### ACTIONS TO TAKE
1. Answer these from the Google I/O 2010 post:
(a) What two names does the post give for Android 2.2?
(b) Who builds an animated Ducati ad on stage at I/O?
(c) By what time are the partner CEOs on record for launching Google TV?
2. Return the Google I/O 2010 post verbatim between "Google CEO Eric" and "all, without invitation.", inclusive.
3. Resume the Google I/O 2010 post, starting after its last sentence.

### SOURCE TEXT

● ● ● ● ●

Monday, May 24, 2010

E/I - E - I/O? (Google I/O 2010 Highlights)

And on this farm they had HTML 5, Frozen Yogurt, TV, and great Waves that anyone can ride.

With any luck this signifies the beginning of the end for Flash as we know it.

Kevin Lynch building an animated Ducati ad on stage at I/O.

Android 2.2 (Frozen Yogurt aka Froyo)
In any relationship, it is relatively easy to crush on the combination of hot but quirky. Where it turns into love is when hot keeps getting hotter and the quirks get fixed and make room for new and more interesting forms of quirky. Android is that kind of love. Open, free love in any way suits your fancy. Don't worry, you can still pay for love in the Android Market if that is your thing...

Open Source/Google Guru Gina Traponi, of, reviews the highlights of what's cool and new in Froyo.

Google TV
Google launched it's frontal assault on Big Cable. This could be the beginning of the end for stupidly bundled cable packages (fingers crossed). Google TV promises to seamlessly integrate the best of the web with the best of TV that is currently available. In short, open source WebTV that doesn't give Microsoft the opportunity to screw it up. Your Android device becomes a remote control and... hmmm... There may finally be a use for the iPad... a super sweet remote control.  ;-) 

Google CEO Eric Schmidt talks to the CEOs of the high power partners that have signed on to the Google TV project. They are all on record for launching Google TV by fall 2010. 

Wave is open to all, without invitation.

● ● ● ● ●

### DATA BLOCK
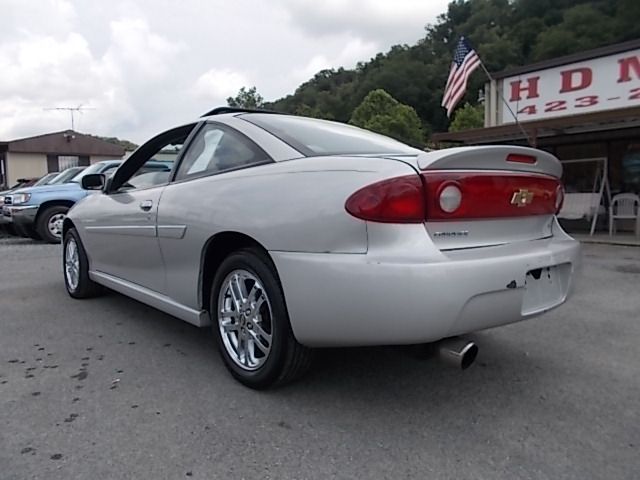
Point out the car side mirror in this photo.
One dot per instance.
(93, 181)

● ● ● ● ●

### EXERCISE RESULTS
1.
(a) Frozen Yogurt and Froyo
(b) Kevin Lynch
(c) By fall 2010

2.
Google CEO Eric Schmidt talks to the CEOs of the high power partners that have signed on to the Google TV project. They are all on record for launching Google TV by fall 2010. 

Wave is open to all, without invitation.

3.
Ok, so nobody knows how to use Google Wave. Most people have never heard of Google Wave, but now they can all use Google Wave to collaboratively not understand it without having to track down an invite. It will be a powerful collaboration at some point once Google makes it more intuitive for the common user.

If you are the super-geek that wants to learn it before everyone else, check out The Complete Guide to Google Wave.

Lars Rasmussen presents the features of Wave at I/O.


  1. Great headline! So, why is there so much disdain for flash?? Is it because there is *finally* something that can function as well as it has for over a decade? HTML5 is no magic bullet - too much bandwagon hate. Don't forget flash is the reason you've wasted countless hours playing games in your browser.

  2. Point taken on the time sucking browser games and the fact that flash is a huge milestone in codeland from a web eyecandy/ functionality standpoint. That being said, my hatred is not bandwagon based. I have found flash to be a CPU monster and unreliable when playing video content of any extended length. In an increasingly mobile environment, battery life is a huge concern and flash sucks from a power consumption standpoint.

    Correct me if I am wrong, but in videoland I think Flash is just a wrapper for a standard video codec anyway. What is not to love about doing that within the native code no pluggin or 3rd party support needed.

    My main arguments pro-Flash are that it is everywhere on the web and it should be a gradual conversion devicewise. I think there should be a midstep. The other is I think we should keep it simply because Apple hates it. ;-)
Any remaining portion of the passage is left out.